(Items from a data source)

........

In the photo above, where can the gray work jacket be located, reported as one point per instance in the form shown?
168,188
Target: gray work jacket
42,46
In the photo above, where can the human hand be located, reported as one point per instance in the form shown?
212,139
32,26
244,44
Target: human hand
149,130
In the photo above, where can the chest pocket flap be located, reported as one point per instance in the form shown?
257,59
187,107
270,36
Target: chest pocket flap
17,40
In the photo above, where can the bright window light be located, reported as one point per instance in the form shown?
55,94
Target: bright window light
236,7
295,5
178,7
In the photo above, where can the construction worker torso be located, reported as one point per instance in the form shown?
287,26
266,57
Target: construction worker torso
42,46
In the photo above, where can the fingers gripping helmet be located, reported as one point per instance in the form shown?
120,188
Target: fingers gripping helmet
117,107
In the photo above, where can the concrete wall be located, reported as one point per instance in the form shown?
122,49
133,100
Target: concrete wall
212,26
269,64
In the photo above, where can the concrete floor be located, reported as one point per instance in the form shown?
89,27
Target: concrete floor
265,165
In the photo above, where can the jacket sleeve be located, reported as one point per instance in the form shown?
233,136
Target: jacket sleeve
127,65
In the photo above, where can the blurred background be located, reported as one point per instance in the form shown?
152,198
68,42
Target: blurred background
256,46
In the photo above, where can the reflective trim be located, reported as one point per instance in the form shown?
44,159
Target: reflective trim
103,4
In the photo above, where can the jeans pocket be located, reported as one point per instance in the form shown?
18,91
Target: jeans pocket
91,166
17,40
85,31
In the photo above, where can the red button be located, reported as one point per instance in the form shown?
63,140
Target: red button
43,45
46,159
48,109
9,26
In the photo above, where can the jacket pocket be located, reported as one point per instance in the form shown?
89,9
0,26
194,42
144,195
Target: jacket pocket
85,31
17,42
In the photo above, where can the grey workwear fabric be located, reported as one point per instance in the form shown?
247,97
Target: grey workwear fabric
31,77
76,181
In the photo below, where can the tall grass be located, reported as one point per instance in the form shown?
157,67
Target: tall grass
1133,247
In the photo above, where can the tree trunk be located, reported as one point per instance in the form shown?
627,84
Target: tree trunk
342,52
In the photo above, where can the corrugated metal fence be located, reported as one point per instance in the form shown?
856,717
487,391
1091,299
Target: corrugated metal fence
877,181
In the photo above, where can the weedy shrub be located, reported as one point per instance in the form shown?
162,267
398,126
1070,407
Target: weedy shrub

........

## PROBLEM
Set down only the lines from the line with "Target: tree trunk" through the last line of the data above, keeping both the first and the last.

## TASK SOLUTION
Target: tree trunk
342,52
In the photo above, where can the corrugated metal fence be located, reported as one point per instance in the form shown?
856,717
487,391
1091,299
Target: corrugated metal fence
877,181
In the photo above, where can the weedy shrub be located, reported as one point per instance in the form shown?
162,267
398,126
1070,407
Target: weedy shrub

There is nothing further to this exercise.